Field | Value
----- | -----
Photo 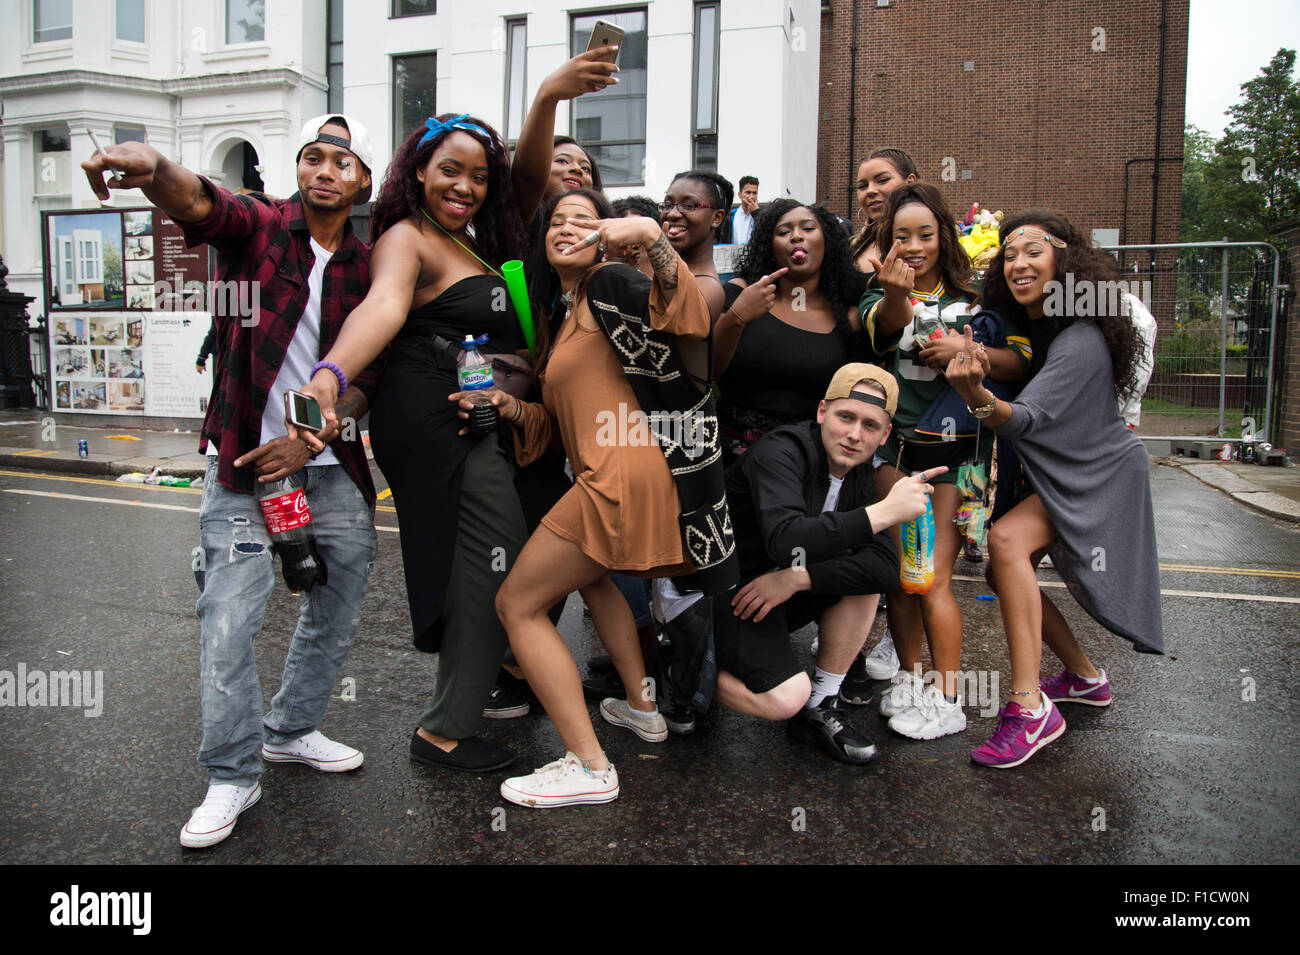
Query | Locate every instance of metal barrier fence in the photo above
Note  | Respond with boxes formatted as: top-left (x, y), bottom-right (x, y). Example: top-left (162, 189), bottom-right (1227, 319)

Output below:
top-left (1101, 241), bottom-right (1286, 445)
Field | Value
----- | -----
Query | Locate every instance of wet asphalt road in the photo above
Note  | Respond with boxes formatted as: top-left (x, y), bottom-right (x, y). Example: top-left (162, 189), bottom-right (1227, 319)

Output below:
top-left (0, 462), bottom-right (1297, 865)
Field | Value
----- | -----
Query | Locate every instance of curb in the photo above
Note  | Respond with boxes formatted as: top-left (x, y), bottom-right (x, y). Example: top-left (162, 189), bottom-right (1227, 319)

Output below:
top-left (0, 452), bottom-right (207, 480)
top-left (1161, 459), bottom-right (1300, 523)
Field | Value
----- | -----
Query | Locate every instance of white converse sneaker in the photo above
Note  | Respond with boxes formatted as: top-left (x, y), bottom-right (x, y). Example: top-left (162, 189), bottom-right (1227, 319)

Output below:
top-left (879, 667), bottom-right (923, 718)
top-left (262, 730), bottom-right (364, 772)
top-left (180, 780), bottom-right (262, 849)
top-left (863, 632), bottom-right (900, 680)
top-left (500, 752), bottom-right (620, 808)
top-left (888, 684), bottom-right (968, 740)
top-left (599, 698), bottom-right (668, 743)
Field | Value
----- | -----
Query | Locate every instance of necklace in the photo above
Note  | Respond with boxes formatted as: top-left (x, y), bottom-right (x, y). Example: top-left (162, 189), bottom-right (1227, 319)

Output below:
top-left (418, 205), bottom-right (501, 278)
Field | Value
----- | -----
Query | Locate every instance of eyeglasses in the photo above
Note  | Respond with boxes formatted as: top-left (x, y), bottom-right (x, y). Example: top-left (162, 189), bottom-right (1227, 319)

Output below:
top-left (658, 200), bottom-right (718, 215)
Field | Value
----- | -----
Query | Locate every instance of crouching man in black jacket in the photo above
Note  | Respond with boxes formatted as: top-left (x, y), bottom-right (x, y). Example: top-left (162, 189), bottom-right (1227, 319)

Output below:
top-left (711, 364), bottom-right (944, 762)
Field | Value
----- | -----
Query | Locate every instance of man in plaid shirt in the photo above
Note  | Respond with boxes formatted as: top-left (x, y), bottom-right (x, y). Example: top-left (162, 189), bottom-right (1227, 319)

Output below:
top-left (84, 115), bottom-right (384, 849)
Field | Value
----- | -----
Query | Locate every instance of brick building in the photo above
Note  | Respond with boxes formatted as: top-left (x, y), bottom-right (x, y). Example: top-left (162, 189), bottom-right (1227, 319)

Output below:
top-left (815, 0), bottom-right (1189, 252)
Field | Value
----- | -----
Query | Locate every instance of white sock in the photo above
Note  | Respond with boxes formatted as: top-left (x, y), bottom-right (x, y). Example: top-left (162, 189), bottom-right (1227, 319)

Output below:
top-left (623, 703), bottom-right (660, 721)
top-left (1079, 670), bottom-right (1106, 685)
top-left (1025, 697), bottom-right (1048, 718)
top-left (806, 668), bottom-right (845, 709)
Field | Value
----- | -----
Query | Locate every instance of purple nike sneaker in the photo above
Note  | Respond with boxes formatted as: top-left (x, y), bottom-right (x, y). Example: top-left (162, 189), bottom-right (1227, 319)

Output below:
top-left (970, 698), bottom-right (1066, 769)
top-left (1040, 668), bottom-right (1111, 707)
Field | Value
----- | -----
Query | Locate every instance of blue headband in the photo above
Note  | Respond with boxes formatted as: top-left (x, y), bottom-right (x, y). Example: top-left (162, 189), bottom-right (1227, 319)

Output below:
top-left (418, 114), bottom-right (493, 149)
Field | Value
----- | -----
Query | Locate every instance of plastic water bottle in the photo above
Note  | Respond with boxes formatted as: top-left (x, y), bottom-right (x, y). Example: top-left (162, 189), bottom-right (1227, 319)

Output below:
top-left (457, 334), bottom-right (498, 437)
top-left (900, 494), bottom-right (936, 595)
top-left (257, 472), bottom-right (327, 593)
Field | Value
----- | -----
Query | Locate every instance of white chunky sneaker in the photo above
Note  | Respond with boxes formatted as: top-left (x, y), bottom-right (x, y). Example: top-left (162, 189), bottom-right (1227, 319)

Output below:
top-left (879, 667), bottom-right (924, 718)
top-left (500, 752), bottom-right (619, 808)
top-left (180, 780), bottom-right (262, 849)
top-left (262, 730), bottom-right (364, 772)
top-left (863, 631), bottom-right (901, 680)
top-left (599, 698), bottom-right (668, 743)
top-left (888, 684), bottom-right (968, 740)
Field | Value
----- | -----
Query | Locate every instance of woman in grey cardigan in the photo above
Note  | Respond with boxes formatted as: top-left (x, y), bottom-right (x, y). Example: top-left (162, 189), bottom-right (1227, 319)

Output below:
top-left (944, 208), bottom-right (1160, 769)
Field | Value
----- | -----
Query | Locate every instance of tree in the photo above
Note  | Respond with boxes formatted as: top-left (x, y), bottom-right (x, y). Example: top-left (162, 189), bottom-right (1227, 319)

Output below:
top-left (1223, 48), bottom-right (1300, 227)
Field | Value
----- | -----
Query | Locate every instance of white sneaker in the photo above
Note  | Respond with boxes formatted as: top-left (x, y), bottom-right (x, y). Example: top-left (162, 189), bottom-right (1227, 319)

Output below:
top-left (262, 730), bottom-right (364, 772)
top-left (179, 780), bottom-right (262, 849)
top-left (879, 667), bottom-right (923, 718)
top-left (888, 684), bottom-right (968, 740)
top-left (599, 698), bottom-right (668, 743)
top-left (500, 752), bottom-right (620, 808)
top-left (863, 632), bottom-right (900, 680)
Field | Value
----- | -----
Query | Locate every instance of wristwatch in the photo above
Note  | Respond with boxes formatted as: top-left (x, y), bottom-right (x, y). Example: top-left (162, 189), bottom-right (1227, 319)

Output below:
top-left (967, 396), bottom-right (997, 419)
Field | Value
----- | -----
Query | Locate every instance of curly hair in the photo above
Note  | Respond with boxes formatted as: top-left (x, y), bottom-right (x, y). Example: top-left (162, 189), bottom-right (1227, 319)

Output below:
top-left (978, 208), bottom-right (1142, 400)
top-left (733, 199), bottom-right (858, 334)
top-left (612, 195), bottom-right (660, 223)
top-left (553, 136), bottom-right (604, 193)
top-left (524, 187), bottom-right (616, 366)
top-left (670, 170), bottom-right (734, 242)
top-left (849, 148), bottom-right (918, 263)
top-left (873, 182), bottom-right (976, 301)
top-left (369, 114), bottom-right (528, 267)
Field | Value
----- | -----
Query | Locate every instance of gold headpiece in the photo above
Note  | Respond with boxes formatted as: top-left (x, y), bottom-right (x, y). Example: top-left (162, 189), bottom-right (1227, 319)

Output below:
top-left (1002, 226), bottom-right (1066, 249)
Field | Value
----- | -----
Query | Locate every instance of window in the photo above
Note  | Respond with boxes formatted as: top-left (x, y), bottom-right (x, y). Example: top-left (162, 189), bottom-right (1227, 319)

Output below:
top-left (503, 18), bottom-right (527, 143)
top-left (327, 0), bottom-right (344, 113)
top-left (226, 0), bottom-right (264, 45)
top-left (114, 127), bottom-right (147, 145)
top-left (35, 129), bottom-right (71, 197)
top-left (33, 0), bottom-right (72, 42)
top-left (116, 0), bottom-right (144, 42)
top-left (391, 0), bottom-right (435, 17)
top-left (393, 53), bottom-right (437, 149)
top-left (692, 2), bottom-right (720, 172)
top-left (570, 9), bottom-right (647, 186)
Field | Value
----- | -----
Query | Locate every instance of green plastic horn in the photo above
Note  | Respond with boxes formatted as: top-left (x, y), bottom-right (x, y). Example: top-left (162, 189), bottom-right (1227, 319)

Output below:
top-left (501, 260), bottom-right (534, 357)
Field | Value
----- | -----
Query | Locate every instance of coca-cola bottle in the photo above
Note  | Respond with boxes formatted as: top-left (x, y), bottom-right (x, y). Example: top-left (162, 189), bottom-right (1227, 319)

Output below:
top-left (257, 472), bottom-right (328, 593)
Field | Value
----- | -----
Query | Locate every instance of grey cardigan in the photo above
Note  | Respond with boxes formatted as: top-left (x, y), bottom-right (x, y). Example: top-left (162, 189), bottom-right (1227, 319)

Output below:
top-left (996, 321), bottom-right (1164, 654)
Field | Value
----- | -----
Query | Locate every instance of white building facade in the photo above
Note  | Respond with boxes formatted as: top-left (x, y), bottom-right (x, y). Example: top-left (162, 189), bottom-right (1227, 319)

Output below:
top-left (1, 0), bottom-right (820, 316)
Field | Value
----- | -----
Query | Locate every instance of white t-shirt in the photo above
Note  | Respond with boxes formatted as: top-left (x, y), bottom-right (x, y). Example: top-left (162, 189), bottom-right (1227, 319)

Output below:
top-left (207, 237), bottom-right (338, 465)
top-left (822, 474), bottom-right (844, 514)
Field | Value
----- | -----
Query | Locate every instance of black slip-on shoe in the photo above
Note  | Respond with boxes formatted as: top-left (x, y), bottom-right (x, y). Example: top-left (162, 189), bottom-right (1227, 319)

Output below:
top-left (409, 730), bottom-right (516, 773)
top-left (786, 697), bottom-right (878, 764)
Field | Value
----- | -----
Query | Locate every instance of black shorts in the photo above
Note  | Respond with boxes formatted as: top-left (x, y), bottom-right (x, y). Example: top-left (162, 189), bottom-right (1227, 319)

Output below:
top-left (878, 430), bottom-right (978, 484)
top-left (712, 588), bottom-right (842, 694)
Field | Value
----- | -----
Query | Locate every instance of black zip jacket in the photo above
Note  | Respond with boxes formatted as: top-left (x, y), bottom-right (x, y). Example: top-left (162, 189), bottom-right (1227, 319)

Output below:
top-left (724, 421), bottom-right (899, 595)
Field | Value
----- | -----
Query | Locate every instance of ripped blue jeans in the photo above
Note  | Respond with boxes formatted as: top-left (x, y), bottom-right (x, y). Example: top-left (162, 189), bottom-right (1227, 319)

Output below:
top-left (194, 458), bottom-right (377, 783)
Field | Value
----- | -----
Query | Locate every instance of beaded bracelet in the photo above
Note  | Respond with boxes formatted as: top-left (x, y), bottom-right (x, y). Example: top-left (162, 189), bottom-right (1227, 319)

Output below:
top-left (311, 360), bottom-right (347, 397)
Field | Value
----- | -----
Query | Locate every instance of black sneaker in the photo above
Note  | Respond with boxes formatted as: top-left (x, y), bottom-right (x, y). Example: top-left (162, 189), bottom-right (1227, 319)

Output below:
top-left (587, 653), bottom-right (615, 675)
top-left (482, 684), bottom-right (530, 719)
top-left (652, 654), bottom-right (696, 736)
top-left (786, 696), bottom-right (878, 764)
top-left (496, 668), bottom-right (540, 706)
top-left (838, 653), bottom-right (874, 706)
top-left (581, 668), bottom-right (626, 702)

TASK TO CARRY OUT
List, from the entries above, every line in which the word "shirt" shows up.

OUTPUT OF THE TASK
Query | Locate every instance of man in plaid shirt in the photo above
Query | Locate every instance of white t-shirt in the photo above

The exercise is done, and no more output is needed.